++++ SOURCE TEXT ++++

I'm placing this book on my cultural healing shelf as this body of work inspires deep listening and perspective outside of the dominant eurocentric cis-hetero narratives that are pushed in mainstream literature/culture. Let yourself be stirred and nourished by this book of spells, let these prayers inspire you to come home the holy wildness of your authentic self.
sorry I missed your message, I have no excuse except the kava numbed my tongue again
(sure, only for a moment)
honestly felt I was deep under water—awash in sunlight's move- ments through canopy birch
I have come to the playground
to work (yes it seems I have this backward)—children in neckties sort papers on a bench, why?
I think I have come back,
already, as something else. what am I still doing in this park, pockets full of coconut meat,
scars where my breasts
were? dear fish bones, dear open hose, today I am a static channel carrying the weight of logic.
Baez Bendorf writes: "I become my wildest self through make-believe—to the river with this thunderous me: carrier and carried / both, everything else a tenderness held with string until it becomes my face entirely." Rivers, rain, and water are recurring images in his poetry. Whether it be "River I dream about. River from the inside. / River where we shout the feeling." or "I go to the river I was under, // I make the // river // red" or "... when the river rock is done / with me, I could belong to the evergreen." In a way, water is both outlet and home, a symbol of permanence and change, attuned to feeling and emotion. Reflected throughout is Oliver's vision of being, teeming with multitudes: "I thought I wanted to be everything all at once."
There's both joy and uneasiness about bodies, of being trans(formed), on belonging, and the dysphoria rising not out of gender identity but (trans)phobia and the status quo. "I wish for / all of us / bearded mon- / sters to know / we can be / soft too, loved too." Asking God to be commanded to come on the water, of the joyousness of sanctuary in the woods and the uncertainty of safety—this collection is an embodiment of tenderness, of "small pleasures / which are the bright- // est treasures in this dark- / ness". Bendorf is pleading: "mercy mercy mercy / mercy on us all." Softly echoing out into the night is a pithy but fervent prayer: "What I want from the river is what I always want: / to be held by a stronger thing that, in the end chooses mercy."
Beautiful work of poetry. A deer, the body, rivers, a haunted house, the body as a haunted house, tears into salt, confetti staplers from a dream, warm campfire smoke, an adult who goes to the playground to work... I read this book cover-to-cover, slowly, savoring the poems, and then revisiting my favorites. The imagery is gorgeous, full of wildlife scampering by and the smells of the forest and rivers. I really enjoyed the variety of emotions, lyric styles, and structures. Some of these poems are going to stick with me for a long time, like "After a while, we stop asking," "Elegy," "Dream," and "My body the haunted house." I have to admit I read more prose than poetry but this was a great change of pace to slow down and savor the language, puzzle over some of the lines. I highly recommend! Thank you Oliver Baez Bendorf
"--so how long I take to open? just look, you said. look."

++++ MATERIAL SUPPLIED ++++

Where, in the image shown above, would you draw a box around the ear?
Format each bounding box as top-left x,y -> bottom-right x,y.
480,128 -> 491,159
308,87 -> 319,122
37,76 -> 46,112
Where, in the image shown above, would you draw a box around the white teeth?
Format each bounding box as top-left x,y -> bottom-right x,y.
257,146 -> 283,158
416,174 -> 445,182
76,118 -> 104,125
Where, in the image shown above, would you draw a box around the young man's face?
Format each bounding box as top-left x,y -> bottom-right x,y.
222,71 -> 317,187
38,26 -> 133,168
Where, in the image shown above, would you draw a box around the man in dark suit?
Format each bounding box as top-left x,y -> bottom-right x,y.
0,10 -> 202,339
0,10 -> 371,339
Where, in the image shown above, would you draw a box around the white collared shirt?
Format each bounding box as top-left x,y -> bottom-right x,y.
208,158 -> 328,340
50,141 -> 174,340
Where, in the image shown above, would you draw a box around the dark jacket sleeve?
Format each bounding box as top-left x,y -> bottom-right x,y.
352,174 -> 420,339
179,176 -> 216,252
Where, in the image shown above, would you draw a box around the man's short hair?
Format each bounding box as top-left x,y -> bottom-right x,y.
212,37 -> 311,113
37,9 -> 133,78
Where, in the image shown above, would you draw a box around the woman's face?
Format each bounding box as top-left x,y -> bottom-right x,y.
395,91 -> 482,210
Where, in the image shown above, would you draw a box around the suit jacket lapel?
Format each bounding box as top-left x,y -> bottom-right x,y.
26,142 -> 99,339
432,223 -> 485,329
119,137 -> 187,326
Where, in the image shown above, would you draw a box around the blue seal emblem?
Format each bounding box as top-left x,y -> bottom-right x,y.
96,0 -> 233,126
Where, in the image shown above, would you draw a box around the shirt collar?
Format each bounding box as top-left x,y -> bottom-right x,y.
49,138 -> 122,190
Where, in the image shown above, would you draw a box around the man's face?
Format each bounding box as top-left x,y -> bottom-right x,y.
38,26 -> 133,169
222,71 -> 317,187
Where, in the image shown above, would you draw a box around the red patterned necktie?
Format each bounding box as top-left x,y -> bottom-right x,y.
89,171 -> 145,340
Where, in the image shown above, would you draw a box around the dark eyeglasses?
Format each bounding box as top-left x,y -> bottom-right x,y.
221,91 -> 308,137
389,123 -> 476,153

++++

◆ STATED TASK ◆
Answer these from the book reviews:
(a) On what shelf does one reviewer place the book?
(b) Which images does the text call recurring in Bendorf's poetry?
(c) Which four poems does a reviewer say will stick with them for a long time?

◆ OUTPUT OF THE EXERCISE ◆
(a) The reviewer's cultural healing shelf.
(b) Rivers, rain, and water.
(c) "After a while, we stop asking," "Elegy," "Dream," and "My body the haunted house."